» Action item A
Return the passage of the interview on floating-rate notes from "Bernard: What about" to "today and benefit.", copied word for word.
» Action item B
Resume the interview on floating-rate notes, continuing after its final line.

Bernard McGrath: In recent weeks, some of the larger central banks have pivoted towards raising rates. In fixed income markets, popularity for floating-rate notes has increased. Can you remind us what they are?
Mohammed Kazmi: Floating-rate notes (FRNs) are bonds issued with variable interest rates. At successive intervals, typically quarterly, the FRN coupon is reset according to a predetermined benchmark rate. Should the benchmark rate move up, as it does in a hiking cycle, the coupon on the FRN will increase as well.
Bernard: What about interest rate exposure, are FRNs affected by rising yields?
Mohammed: As a consequence of the frequent coupon reset, FRNs have little or no interest rate duration, meaning they do not suffer capital losses from rising yields. In addition, an FRN’s coupon increases in a hiking cycle, which means it can be a very interesting segment of the market to have exposure to at this current juncture.
Bernard: Fixed income markets have responded to the expectation of future rate hikes. Is it too late to go into FRNs?
Mohammed: Whereas fixed-coupon bonds have adjusted yields in anticipation of seven future rate hikes over the coming two years, FRNs do not respond until actual hikes are delivered. Investors still wishing to take advantage of the hiking cycle can therefore still position themselves in FRNs today and benefit.

(Region pointing data)
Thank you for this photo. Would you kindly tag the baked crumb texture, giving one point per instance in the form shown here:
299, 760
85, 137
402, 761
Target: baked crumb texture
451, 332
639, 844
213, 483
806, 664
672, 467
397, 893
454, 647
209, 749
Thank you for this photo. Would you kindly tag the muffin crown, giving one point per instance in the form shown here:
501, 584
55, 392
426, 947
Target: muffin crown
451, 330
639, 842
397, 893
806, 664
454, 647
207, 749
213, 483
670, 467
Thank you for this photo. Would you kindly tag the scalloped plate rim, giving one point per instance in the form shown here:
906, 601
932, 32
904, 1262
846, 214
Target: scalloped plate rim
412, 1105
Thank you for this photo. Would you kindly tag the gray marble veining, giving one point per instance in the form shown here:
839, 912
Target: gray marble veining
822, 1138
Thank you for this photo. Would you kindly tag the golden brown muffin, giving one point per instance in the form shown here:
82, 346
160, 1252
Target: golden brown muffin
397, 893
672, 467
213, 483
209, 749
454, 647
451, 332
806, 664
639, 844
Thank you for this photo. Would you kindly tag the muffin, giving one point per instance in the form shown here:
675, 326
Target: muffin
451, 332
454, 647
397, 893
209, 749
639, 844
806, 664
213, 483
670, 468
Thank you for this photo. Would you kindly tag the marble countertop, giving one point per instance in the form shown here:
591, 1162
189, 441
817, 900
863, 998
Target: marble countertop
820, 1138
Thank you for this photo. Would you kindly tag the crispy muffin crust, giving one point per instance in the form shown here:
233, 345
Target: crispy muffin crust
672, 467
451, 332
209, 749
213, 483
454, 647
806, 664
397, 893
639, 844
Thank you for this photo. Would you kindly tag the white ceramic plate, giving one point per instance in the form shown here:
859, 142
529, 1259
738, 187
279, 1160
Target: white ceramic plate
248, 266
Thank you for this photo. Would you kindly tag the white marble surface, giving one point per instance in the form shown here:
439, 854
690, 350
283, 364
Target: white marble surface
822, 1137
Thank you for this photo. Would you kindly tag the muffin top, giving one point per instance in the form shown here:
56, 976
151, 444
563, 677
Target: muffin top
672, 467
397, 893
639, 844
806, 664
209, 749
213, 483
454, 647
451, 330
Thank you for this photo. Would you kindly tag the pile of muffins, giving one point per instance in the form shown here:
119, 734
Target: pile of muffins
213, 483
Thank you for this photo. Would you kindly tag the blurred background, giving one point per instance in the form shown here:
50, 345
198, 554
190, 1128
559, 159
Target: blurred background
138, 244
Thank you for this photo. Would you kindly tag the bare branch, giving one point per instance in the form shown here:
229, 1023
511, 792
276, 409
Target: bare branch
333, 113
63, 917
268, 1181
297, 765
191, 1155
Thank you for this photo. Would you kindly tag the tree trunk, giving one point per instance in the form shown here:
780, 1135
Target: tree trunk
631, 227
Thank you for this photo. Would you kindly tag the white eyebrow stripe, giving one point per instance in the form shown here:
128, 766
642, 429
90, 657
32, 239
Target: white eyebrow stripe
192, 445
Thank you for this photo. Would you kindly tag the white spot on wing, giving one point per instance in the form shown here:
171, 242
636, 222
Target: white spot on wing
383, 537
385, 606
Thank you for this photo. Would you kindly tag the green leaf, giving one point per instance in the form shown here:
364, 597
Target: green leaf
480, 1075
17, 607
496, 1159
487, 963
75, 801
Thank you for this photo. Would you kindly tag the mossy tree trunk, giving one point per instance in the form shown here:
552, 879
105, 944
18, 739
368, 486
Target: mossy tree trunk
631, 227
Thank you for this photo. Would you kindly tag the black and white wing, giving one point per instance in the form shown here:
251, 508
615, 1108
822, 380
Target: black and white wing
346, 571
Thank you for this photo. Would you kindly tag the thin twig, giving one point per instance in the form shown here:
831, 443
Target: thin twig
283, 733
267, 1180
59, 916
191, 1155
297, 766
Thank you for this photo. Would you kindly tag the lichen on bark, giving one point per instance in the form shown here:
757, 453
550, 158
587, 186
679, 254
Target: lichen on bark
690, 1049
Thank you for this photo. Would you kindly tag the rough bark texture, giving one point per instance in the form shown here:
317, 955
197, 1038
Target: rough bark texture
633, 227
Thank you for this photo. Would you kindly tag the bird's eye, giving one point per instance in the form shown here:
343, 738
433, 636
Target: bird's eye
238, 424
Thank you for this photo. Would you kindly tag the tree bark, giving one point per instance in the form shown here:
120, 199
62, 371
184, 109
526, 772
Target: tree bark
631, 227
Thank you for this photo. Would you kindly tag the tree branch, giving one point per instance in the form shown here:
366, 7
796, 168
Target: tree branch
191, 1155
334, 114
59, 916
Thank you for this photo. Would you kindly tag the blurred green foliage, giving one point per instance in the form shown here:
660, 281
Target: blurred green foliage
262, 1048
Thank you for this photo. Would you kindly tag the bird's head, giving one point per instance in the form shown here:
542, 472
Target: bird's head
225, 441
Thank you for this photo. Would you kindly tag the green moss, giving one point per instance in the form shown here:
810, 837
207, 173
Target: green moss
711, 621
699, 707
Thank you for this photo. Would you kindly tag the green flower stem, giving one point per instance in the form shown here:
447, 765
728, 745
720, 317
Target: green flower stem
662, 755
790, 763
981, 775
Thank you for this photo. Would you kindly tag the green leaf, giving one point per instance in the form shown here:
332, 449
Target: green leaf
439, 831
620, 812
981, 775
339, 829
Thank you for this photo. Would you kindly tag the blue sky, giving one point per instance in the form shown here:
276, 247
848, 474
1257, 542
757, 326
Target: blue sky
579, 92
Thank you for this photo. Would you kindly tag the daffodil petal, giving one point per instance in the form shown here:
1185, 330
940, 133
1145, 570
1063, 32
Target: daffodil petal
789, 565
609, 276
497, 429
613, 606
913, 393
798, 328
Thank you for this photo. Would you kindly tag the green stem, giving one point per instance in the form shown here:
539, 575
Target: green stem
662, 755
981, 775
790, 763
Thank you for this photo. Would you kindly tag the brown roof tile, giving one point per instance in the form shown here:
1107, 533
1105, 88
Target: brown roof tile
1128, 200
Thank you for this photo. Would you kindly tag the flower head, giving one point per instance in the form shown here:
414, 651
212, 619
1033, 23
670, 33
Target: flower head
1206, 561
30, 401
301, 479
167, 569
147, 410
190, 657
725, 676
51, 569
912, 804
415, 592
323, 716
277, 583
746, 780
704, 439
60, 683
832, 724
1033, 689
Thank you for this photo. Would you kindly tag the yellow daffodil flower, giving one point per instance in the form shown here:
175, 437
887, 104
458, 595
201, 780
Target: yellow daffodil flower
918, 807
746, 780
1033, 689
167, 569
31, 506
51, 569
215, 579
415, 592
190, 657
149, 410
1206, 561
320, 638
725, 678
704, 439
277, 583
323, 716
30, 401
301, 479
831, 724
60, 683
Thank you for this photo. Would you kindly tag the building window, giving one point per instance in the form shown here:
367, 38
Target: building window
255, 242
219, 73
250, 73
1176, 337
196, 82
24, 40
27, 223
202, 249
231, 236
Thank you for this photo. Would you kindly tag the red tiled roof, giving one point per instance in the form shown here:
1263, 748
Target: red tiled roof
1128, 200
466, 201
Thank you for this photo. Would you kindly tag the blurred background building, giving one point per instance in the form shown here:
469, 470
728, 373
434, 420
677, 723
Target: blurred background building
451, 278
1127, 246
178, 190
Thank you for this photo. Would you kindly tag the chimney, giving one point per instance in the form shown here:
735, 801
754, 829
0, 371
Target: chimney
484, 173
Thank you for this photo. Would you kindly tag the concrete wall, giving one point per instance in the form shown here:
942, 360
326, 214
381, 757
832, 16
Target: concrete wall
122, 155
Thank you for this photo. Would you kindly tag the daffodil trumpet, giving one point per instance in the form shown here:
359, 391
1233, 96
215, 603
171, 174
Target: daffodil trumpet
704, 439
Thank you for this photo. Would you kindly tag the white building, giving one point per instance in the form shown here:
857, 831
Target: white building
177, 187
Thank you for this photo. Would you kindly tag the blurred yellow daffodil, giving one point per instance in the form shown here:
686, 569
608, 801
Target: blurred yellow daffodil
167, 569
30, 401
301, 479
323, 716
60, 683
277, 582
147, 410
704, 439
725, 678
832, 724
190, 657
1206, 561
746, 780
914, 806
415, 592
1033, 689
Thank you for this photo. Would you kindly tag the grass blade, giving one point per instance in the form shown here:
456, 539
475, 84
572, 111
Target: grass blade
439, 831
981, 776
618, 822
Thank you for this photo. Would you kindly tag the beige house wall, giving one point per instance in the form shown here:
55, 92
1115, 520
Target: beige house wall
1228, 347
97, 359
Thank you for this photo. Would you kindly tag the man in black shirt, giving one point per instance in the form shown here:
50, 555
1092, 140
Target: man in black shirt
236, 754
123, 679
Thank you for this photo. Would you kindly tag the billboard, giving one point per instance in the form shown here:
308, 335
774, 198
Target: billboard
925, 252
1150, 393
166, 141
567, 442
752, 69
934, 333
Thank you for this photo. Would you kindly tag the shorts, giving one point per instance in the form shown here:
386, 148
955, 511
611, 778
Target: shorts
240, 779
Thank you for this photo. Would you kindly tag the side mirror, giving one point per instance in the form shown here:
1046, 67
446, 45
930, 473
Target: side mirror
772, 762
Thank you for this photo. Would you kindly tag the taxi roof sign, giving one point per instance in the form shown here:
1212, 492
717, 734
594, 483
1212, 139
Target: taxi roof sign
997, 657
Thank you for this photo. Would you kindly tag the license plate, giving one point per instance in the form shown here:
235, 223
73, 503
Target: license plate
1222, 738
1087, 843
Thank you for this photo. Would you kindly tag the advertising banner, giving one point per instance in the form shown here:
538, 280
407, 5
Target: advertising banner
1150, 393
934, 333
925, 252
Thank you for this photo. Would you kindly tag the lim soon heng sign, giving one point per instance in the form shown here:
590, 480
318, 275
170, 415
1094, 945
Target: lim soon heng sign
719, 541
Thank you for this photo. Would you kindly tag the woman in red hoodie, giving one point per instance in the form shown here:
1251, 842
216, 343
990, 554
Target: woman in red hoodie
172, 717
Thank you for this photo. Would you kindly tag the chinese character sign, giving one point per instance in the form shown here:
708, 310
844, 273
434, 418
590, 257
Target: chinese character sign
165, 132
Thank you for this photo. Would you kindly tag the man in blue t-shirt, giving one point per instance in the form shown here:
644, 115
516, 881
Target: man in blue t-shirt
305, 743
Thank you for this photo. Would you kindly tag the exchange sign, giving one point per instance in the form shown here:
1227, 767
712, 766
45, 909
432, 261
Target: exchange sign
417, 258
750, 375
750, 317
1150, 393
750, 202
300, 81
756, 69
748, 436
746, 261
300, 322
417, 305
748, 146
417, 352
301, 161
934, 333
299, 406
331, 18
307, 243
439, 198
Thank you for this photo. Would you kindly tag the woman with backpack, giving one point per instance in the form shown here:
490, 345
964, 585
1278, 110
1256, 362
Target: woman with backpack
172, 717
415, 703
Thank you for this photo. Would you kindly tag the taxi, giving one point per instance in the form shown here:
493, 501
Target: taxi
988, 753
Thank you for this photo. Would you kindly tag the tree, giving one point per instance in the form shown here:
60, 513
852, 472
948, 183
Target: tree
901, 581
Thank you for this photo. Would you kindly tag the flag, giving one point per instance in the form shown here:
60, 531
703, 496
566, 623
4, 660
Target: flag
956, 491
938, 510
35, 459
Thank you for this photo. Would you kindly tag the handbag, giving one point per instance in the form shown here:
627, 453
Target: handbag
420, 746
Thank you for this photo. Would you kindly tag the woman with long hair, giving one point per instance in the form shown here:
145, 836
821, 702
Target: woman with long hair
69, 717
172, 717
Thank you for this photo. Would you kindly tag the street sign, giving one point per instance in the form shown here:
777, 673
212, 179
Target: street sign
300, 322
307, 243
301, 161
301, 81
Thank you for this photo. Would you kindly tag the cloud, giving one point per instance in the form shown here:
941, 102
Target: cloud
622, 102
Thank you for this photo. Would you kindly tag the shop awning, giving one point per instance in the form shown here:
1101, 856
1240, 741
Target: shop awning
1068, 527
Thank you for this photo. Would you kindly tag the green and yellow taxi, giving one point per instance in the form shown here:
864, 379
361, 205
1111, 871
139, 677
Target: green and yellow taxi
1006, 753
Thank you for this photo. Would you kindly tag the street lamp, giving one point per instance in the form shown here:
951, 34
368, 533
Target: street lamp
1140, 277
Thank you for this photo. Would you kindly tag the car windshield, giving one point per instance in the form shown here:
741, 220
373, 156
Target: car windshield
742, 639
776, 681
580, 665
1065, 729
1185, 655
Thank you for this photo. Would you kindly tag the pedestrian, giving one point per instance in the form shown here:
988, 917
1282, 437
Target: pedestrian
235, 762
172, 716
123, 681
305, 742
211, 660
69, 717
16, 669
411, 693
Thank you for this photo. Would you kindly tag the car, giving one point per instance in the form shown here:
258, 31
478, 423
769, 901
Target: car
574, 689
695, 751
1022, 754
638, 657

» Written answer A
Bernard: What about interest rate exposure, are FRNs affected by rising yields?
Mohammed: As a consequence of the frequent coupon reset, FRNs have little or no interest rate duration, meaning they do not suffer capital losses from rising yields. In addition, an FRN’s coupon increases in a hiking cycle, which means it can be a very interesting segment of the market to have exposure to at this current juncture.
Bernard: Fixed income markets have responded to the expectation of future rate hikes. Is it too late to go into FRNs?
Mohammed: Whereas fixed-coupon bonds have adjusted yields in anticipation of seven future rate hikes over the coming two years, FRNs do not respond until actual hikes are delivered. Investors still wishing to take advantage of the hiking cycle can therefore still position themselves in FRNs today and benefit.

» Written answer B
Bernard: What about supply? Are these bonds available and are they liquid?
Mohammed: Supply and demand for FRNs is directly linked to the central bank cycle. If central banks are hiking rates, demand for FRNs increases and corporates respond by issuing more FRNs. Similarly, if central banks are cutting rates, investor demand for FRNs decreases and fewer are issued. With the hiking cycle beginning in the US, already started in the UK, and expected by year-end in Europe, investor demand for FRNs has increased. Corporates have responded and supply is increasing too. As for liquidity, investment-grade FRNs are very liquid, with tight bid/offer spreads in the market.
Bernard: As FRNs have no interest rate exposure, the risk for these instruments is on the credit side. How are investment-grade companies from a fundamental perspective?
Mohammed: We see investment-grade companies as being in a strong position from both a macro and a micro perspective. Credit fundamentals are impressive, following stellar earnings growth in 2021 with prudent balance sheet management. This can be seen in net leverage for US investment-grade names, which have fully reversed the increase observed during the pandemic. From a macro perspective we expect growth to be resilient as economies look to move on from the pandemic, and it is the strength of the US economy and labour market that has allowed the Fed to focus more on inflation.